GOAL:
Report every line of the items below that contains the word "bird", copying each such line in full.

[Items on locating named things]
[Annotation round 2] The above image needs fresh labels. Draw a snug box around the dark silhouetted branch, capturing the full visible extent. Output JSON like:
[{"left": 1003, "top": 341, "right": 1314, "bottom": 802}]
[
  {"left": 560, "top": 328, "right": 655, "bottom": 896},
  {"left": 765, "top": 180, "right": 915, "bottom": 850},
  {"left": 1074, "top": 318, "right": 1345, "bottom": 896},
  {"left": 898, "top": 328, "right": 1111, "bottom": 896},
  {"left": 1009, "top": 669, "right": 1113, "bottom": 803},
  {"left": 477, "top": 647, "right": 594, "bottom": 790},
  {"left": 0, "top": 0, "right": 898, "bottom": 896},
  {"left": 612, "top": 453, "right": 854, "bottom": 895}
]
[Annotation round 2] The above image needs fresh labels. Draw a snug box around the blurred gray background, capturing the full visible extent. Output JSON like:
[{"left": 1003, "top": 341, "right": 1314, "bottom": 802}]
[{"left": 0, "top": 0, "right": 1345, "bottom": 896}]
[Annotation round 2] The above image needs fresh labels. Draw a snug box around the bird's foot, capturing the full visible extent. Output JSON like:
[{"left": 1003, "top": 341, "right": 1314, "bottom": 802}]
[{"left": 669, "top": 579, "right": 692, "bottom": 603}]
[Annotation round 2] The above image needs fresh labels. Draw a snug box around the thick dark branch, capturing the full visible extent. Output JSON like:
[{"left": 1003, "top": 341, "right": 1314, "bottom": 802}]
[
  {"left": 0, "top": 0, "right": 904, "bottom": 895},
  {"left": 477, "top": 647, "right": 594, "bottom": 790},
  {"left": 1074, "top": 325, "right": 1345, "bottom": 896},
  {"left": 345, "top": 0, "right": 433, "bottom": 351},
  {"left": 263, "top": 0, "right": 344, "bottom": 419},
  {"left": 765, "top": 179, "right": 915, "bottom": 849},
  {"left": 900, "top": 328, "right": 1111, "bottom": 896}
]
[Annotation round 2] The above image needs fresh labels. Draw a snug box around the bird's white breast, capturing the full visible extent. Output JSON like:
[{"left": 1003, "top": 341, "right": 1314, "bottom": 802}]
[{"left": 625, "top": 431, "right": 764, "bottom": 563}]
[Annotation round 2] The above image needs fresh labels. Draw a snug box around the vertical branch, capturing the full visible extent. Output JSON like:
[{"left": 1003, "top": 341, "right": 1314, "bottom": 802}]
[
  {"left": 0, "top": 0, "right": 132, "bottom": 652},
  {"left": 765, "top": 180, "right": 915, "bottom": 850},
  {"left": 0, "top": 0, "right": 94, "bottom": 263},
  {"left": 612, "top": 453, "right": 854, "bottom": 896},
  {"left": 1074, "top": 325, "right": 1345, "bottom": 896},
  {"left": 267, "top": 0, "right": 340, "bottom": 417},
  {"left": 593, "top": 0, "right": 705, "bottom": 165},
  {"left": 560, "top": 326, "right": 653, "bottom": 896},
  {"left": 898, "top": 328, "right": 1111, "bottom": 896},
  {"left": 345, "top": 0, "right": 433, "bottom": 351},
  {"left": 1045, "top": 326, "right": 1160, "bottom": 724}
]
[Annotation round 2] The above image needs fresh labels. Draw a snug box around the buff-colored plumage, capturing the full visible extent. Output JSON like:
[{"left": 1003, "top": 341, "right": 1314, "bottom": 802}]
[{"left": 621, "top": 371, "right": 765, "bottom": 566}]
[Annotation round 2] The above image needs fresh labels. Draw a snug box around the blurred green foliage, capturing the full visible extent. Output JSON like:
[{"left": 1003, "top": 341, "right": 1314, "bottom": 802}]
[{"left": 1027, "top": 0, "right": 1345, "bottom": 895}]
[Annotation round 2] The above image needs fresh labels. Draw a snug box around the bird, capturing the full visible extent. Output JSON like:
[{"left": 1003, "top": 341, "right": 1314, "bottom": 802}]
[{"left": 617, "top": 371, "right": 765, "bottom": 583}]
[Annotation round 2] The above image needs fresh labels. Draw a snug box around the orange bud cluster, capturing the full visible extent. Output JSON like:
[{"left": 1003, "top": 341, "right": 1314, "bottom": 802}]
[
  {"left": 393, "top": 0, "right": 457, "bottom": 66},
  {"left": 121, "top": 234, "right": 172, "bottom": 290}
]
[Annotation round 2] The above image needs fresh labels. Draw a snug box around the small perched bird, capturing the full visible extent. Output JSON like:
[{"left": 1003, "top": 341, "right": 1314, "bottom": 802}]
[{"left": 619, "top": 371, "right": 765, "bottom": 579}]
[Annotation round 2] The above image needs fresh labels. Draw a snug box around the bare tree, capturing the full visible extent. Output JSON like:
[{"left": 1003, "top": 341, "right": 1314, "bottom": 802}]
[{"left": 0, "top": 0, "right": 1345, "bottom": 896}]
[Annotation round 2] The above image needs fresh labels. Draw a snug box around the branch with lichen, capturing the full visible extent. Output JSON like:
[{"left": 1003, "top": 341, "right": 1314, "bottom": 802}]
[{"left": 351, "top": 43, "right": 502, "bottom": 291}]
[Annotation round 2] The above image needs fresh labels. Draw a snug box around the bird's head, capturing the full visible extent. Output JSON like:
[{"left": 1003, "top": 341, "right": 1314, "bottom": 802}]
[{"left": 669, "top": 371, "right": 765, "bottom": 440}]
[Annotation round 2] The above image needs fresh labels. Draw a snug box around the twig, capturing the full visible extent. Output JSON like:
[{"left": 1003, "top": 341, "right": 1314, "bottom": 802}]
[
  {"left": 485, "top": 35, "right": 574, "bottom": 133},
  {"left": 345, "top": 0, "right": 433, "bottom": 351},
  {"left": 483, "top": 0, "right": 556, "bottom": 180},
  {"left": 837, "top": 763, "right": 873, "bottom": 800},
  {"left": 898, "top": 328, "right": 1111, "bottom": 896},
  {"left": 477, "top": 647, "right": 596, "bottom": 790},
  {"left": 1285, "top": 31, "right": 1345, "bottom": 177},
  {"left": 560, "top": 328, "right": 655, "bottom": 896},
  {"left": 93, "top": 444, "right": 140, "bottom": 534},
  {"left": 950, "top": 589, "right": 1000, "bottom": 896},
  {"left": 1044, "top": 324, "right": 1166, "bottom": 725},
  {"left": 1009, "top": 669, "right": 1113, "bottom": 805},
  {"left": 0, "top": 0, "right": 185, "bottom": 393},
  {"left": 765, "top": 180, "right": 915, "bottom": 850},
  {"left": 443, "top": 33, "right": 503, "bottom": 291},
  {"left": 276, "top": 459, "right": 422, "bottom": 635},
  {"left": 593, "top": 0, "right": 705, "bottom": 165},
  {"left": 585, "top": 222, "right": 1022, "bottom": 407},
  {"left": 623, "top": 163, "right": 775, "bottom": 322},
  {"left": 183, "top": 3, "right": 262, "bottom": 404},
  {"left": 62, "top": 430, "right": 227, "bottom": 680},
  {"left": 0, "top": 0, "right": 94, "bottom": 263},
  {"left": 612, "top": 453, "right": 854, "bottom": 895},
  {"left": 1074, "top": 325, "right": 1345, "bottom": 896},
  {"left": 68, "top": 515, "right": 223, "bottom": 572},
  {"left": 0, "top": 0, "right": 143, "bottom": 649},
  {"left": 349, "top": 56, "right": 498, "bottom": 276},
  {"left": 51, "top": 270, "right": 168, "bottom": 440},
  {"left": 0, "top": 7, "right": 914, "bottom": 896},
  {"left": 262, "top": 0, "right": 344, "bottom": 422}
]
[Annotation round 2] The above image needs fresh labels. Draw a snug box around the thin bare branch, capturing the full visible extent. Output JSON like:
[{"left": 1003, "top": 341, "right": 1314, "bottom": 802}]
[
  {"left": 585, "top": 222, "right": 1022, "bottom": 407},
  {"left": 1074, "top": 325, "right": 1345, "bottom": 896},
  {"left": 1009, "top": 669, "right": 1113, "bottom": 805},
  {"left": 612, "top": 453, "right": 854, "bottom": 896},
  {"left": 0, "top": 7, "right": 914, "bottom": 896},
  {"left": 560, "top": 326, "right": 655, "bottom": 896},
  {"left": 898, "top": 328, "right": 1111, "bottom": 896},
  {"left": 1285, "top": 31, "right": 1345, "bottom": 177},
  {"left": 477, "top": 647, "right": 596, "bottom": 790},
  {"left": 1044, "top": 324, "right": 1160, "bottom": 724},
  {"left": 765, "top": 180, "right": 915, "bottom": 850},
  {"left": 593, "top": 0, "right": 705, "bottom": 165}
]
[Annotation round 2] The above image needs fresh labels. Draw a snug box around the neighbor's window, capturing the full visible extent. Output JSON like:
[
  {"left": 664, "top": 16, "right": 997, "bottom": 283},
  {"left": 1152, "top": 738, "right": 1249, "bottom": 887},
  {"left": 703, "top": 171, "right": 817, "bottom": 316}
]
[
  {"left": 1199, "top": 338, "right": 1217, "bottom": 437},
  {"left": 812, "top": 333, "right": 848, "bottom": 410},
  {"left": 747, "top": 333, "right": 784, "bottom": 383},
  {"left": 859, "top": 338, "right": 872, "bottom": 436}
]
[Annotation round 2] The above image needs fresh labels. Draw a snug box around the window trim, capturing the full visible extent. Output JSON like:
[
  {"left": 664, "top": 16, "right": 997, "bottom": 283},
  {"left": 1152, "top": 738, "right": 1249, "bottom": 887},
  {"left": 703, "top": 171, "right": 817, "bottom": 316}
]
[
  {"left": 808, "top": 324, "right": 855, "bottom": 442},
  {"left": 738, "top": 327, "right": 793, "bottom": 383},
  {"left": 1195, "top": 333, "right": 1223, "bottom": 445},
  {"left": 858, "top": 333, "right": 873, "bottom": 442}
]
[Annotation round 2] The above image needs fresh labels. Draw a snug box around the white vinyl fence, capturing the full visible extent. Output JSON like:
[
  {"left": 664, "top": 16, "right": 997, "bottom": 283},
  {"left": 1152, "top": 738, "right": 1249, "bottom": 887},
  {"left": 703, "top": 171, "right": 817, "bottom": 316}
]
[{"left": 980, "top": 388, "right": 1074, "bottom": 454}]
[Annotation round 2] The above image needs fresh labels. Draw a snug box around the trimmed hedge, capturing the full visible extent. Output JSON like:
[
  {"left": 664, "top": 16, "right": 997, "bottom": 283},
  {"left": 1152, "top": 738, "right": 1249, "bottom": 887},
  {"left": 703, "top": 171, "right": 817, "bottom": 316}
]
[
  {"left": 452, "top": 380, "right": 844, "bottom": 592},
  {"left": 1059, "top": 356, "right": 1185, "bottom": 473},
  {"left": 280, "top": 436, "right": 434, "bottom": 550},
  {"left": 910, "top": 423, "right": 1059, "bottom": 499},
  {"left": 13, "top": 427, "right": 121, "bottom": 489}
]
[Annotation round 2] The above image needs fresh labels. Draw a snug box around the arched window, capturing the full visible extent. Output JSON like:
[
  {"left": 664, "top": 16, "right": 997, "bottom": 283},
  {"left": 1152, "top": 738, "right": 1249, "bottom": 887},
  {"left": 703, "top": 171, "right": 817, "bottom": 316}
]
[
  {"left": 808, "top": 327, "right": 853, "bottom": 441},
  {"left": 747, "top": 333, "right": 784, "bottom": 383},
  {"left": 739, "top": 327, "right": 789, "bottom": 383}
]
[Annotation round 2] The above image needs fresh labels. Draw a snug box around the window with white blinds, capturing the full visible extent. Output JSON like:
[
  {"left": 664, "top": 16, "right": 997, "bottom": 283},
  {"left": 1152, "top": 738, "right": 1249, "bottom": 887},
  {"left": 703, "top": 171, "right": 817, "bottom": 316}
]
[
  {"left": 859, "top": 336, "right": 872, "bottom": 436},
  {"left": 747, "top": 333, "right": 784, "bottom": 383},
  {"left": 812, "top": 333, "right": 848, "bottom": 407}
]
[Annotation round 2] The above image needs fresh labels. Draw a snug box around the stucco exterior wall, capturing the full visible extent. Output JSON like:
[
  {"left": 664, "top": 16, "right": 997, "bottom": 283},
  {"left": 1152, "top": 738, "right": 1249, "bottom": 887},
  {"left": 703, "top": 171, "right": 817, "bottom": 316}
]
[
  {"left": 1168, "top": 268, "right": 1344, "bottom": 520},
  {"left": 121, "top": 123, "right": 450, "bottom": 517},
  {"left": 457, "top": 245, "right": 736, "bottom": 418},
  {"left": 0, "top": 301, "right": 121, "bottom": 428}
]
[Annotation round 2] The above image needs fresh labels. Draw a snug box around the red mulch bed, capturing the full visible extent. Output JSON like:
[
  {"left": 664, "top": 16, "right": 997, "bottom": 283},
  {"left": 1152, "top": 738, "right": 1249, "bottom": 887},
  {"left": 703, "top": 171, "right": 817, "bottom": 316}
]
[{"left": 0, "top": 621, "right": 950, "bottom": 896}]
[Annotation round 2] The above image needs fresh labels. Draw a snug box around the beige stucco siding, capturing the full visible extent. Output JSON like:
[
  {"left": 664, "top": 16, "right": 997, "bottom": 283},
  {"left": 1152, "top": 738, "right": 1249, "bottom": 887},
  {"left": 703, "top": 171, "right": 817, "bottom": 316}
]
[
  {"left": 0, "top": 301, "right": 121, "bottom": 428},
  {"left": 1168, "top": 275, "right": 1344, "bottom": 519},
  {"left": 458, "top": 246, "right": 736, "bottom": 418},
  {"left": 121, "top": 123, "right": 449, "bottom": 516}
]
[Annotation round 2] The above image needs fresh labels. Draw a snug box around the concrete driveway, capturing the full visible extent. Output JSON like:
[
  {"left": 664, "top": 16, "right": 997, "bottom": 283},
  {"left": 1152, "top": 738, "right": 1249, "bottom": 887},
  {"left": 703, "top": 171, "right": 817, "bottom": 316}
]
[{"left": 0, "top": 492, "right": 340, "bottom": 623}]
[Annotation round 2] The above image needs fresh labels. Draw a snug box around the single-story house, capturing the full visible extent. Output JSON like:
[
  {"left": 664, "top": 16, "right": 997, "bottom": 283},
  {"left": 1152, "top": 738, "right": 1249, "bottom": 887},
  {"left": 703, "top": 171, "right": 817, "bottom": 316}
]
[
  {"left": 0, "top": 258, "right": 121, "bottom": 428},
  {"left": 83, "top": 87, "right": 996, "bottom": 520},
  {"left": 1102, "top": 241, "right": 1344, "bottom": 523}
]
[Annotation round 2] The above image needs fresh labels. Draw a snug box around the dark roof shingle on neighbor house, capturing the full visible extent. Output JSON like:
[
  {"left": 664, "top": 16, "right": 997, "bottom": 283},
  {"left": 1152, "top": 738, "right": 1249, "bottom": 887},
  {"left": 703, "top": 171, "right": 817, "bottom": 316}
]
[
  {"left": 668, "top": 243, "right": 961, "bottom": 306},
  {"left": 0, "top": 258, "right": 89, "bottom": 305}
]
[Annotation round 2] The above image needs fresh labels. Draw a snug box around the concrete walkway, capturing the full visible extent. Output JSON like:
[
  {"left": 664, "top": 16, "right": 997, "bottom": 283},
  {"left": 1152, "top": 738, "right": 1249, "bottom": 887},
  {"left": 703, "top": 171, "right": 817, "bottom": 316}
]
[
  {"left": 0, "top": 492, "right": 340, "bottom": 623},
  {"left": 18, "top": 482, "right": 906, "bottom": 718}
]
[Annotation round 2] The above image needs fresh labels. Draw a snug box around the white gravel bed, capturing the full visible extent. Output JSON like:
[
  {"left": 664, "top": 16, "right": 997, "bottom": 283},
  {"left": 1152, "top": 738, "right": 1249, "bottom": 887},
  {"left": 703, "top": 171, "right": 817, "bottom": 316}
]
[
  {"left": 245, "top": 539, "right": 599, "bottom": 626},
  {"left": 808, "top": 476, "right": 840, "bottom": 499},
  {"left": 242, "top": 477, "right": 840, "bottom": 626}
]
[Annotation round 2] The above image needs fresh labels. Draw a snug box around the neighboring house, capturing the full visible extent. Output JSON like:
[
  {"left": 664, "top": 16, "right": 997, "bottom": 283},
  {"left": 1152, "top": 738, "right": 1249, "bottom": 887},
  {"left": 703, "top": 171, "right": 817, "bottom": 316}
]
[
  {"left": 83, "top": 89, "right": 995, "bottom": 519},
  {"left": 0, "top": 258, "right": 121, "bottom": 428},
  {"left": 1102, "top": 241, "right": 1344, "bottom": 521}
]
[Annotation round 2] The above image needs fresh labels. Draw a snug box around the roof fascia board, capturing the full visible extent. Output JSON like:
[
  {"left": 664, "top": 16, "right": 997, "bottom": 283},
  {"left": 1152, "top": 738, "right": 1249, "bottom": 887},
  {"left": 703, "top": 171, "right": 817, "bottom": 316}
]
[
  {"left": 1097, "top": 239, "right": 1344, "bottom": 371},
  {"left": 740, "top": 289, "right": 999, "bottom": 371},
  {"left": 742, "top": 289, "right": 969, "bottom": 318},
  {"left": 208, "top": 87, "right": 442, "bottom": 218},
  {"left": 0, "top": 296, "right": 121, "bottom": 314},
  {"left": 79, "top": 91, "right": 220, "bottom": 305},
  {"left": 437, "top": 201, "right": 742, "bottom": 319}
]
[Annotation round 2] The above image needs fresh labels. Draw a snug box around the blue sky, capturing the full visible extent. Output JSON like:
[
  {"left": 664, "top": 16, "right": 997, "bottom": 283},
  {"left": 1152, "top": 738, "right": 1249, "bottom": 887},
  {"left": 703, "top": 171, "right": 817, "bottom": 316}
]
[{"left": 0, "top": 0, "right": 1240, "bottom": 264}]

EXPECTED OUTPUT:
[Annotation round 2] The above image needs fresh labels. Draw a snug box around the bird's foot, capturing the full visible extent. Output JSON like:
[Annotation round 2] The above image needs fresh labels. Draw a snug box around the bird's white breast, capturing the full visible extent. Output JSON like:
[Annotation round 2] The above image needs fresh labels. Draw a snug box around the bird, capturing the full visible extent. Output JSON like:
[Annotation round 2] The above image needs fresh labels. Draw a snug box around the small perched bird, capturing the full visible extent. Output JSON like:
[Annotation round 2] The above image needs fresh labels. Draw a snug box around the bird's head, capturing the full visible extent. Output JSON like:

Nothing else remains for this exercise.